*** Data to use

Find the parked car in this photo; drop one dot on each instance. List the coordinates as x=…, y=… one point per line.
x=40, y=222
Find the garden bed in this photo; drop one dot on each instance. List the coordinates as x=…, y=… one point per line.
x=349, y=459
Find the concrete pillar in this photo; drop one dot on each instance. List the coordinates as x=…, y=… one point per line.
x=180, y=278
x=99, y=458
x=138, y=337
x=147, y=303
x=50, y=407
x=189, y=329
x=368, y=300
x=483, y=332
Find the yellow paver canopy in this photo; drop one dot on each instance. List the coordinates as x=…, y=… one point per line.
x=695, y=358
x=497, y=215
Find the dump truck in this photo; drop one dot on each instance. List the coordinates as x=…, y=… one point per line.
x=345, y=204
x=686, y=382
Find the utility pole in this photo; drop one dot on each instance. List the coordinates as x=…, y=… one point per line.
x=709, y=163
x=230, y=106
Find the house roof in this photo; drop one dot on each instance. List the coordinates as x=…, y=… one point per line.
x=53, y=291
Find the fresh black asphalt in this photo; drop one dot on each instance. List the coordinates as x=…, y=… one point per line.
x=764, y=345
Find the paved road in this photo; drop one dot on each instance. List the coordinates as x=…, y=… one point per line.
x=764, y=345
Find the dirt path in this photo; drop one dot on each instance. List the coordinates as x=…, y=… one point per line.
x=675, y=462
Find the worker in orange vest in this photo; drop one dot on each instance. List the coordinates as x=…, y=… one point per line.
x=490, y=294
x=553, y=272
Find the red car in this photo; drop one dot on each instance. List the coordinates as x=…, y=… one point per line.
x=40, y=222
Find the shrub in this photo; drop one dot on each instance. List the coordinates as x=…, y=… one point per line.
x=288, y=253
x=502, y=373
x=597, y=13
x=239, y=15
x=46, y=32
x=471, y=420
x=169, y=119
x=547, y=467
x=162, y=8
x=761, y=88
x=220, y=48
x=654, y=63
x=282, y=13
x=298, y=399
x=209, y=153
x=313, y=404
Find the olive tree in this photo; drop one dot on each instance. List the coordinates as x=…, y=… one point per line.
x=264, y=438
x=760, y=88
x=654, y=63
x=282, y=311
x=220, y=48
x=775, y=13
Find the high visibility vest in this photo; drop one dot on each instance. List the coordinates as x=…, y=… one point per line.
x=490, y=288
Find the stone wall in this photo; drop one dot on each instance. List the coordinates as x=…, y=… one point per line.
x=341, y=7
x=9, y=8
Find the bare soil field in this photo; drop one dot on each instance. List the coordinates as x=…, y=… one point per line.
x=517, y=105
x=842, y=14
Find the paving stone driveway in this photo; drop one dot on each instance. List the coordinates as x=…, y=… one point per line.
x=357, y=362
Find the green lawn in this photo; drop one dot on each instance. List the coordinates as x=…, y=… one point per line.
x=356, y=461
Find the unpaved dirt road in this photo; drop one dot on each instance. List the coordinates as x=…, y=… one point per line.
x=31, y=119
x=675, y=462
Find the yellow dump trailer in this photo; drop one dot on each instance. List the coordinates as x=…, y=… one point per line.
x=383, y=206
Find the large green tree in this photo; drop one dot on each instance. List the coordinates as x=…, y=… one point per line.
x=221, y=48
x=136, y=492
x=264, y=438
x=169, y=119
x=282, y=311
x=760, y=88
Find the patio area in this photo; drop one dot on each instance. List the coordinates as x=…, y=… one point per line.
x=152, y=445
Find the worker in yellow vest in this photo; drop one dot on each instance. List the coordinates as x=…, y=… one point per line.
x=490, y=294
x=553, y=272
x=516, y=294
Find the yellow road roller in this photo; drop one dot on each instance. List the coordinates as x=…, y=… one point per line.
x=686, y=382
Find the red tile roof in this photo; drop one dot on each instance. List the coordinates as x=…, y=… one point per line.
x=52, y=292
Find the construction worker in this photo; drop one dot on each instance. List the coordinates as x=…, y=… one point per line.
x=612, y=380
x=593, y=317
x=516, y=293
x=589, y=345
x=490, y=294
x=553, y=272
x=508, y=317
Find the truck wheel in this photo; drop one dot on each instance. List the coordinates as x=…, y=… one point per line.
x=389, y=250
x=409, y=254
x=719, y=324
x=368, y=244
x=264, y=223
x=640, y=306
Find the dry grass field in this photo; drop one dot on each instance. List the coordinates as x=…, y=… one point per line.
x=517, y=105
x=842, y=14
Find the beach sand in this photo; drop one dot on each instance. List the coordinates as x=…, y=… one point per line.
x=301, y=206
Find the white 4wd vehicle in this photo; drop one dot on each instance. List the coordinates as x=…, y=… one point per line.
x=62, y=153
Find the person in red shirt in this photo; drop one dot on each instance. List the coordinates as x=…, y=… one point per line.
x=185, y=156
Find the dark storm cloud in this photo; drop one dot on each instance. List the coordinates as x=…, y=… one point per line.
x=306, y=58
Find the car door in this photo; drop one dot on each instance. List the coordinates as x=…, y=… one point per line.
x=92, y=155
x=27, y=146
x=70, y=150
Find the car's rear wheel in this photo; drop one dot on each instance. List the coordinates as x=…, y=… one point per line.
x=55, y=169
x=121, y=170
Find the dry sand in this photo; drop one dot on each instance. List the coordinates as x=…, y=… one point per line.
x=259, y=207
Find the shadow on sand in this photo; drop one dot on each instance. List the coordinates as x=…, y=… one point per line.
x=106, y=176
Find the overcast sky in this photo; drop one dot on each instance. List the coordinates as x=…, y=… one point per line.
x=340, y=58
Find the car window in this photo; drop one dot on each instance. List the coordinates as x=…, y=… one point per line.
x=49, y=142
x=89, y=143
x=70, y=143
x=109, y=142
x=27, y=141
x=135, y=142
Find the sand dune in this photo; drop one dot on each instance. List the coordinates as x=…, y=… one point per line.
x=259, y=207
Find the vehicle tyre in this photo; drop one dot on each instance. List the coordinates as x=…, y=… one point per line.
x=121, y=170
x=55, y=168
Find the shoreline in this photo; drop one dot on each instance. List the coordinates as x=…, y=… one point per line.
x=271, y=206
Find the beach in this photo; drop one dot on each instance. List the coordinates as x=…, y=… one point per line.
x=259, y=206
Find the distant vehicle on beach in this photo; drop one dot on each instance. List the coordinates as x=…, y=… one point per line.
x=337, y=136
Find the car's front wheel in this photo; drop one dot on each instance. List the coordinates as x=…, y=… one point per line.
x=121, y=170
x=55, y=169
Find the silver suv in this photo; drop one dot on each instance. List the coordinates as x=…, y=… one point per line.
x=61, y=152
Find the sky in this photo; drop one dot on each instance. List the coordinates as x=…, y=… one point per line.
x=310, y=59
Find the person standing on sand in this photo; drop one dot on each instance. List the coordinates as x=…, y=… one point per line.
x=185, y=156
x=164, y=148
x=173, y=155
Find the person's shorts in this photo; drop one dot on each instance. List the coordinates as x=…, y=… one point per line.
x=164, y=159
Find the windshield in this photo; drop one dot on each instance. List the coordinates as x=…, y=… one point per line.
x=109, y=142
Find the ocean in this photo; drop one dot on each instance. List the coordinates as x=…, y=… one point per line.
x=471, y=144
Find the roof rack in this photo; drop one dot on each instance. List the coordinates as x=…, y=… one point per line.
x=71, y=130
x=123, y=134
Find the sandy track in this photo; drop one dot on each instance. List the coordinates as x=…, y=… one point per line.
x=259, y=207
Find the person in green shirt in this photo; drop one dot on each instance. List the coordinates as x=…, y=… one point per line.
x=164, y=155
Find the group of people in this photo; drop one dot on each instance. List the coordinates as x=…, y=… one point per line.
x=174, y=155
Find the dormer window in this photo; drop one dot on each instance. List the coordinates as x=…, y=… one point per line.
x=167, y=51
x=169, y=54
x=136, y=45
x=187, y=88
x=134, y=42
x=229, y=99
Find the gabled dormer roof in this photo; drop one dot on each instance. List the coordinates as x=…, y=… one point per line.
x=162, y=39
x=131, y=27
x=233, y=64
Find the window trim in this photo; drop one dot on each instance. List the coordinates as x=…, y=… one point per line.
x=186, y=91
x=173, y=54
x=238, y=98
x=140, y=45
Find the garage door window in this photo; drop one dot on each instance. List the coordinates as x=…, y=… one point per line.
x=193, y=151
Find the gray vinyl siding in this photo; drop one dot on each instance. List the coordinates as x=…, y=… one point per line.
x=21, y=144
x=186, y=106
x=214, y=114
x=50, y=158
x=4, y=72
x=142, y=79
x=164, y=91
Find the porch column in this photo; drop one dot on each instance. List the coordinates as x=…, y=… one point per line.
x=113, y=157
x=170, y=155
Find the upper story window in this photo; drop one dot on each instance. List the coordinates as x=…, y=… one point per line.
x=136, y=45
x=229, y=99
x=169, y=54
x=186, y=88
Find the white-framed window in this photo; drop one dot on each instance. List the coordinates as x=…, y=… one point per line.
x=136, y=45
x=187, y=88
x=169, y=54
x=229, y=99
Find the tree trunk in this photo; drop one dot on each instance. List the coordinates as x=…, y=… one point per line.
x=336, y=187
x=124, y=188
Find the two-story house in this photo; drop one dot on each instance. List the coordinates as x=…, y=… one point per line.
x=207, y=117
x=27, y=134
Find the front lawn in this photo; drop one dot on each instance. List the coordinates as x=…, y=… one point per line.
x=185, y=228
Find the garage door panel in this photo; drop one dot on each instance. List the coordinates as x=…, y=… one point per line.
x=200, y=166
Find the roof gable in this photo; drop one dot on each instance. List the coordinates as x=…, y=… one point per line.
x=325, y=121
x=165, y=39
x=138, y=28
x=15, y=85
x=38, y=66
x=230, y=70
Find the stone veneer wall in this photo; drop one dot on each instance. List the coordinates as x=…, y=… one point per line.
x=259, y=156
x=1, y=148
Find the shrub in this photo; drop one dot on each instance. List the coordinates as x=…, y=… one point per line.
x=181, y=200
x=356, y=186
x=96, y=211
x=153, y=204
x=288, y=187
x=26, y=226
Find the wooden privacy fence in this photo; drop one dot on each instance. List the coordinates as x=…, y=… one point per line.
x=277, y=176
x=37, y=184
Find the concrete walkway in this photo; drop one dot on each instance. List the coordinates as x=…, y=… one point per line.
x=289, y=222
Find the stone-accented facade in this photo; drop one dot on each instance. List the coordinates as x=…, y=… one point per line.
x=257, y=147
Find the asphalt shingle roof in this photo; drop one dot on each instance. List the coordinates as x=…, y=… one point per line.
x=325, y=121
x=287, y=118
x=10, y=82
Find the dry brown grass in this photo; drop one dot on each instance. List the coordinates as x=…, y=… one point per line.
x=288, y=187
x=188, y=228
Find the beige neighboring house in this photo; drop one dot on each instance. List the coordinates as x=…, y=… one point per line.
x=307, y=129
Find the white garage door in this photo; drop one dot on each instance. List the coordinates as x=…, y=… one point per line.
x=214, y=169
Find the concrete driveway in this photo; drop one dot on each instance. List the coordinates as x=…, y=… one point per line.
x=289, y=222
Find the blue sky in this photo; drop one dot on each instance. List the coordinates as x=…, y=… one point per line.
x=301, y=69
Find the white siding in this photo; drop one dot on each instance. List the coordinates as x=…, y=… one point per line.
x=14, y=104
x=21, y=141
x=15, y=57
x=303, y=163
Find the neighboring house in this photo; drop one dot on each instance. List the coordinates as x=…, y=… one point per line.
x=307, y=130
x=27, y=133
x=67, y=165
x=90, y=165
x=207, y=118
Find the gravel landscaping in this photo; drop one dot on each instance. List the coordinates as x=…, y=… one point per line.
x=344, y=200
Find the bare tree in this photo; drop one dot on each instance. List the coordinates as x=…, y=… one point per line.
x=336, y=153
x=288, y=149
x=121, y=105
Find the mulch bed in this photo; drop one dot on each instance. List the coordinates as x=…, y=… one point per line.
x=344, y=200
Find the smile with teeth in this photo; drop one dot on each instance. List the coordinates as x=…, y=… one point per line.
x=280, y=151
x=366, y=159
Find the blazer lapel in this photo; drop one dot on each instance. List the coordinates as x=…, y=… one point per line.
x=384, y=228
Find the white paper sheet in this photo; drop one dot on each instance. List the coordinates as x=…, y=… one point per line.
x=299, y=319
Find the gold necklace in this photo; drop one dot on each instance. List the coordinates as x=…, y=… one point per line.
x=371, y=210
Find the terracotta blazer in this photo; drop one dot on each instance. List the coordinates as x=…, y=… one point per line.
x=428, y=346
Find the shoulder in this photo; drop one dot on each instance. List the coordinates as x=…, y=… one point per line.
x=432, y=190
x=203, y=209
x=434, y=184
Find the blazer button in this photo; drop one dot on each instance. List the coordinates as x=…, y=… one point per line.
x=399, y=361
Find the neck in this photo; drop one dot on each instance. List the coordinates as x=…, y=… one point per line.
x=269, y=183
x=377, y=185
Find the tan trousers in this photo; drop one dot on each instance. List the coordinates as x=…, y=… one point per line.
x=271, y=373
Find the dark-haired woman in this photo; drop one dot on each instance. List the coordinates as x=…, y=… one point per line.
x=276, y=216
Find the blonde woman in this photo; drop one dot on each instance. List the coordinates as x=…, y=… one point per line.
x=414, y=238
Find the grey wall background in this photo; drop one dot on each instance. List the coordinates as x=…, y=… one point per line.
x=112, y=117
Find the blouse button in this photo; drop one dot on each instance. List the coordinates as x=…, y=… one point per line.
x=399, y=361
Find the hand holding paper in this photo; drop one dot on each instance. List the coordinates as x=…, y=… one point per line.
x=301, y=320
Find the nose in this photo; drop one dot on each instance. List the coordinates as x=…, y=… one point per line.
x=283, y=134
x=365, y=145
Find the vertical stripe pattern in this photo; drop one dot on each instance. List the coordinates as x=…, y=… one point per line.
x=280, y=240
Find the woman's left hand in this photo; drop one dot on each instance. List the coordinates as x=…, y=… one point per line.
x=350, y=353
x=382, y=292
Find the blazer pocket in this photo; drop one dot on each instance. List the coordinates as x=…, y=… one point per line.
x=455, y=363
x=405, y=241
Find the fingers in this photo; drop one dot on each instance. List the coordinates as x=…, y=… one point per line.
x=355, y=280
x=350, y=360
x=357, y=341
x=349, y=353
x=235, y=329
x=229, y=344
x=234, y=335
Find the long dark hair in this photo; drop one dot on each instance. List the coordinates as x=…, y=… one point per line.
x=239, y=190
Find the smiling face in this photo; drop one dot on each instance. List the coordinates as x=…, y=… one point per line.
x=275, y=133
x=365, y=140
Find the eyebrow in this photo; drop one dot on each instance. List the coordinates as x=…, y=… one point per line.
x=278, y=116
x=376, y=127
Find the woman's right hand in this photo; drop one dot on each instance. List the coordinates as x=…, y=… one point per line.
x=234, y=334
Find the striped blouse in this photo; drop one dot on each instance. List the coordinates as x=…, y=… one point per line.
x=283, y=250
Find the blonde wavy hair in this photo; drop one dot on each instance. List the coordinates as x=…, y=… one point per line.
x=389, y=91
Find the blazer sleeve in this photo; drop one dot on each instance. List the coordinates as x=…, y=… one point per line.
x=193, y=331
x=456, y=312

******

# Brief
Give the part of the data that opens with the line containing "Find the woman's right" and closes with the line containing "x=389, y=91" as a numbered list, both of those lines included and blank lines left out.

# Completed exercise
1. Find the woman's right hand in this photo; drop one dot on each instance. List the coordinates as x=…, y=… one point per line.
2. x=234, y=334
3. Find the striped blouse in this photo; drop one dot on each instance. List the coordinates as x=…, y=… one point per line.
4. x=283, y=250
5. Find the blonde wavy hair in this photo; drop one dot on each instance. List the coordinates as x=…, y=… one point per line.
6. x=389, y=91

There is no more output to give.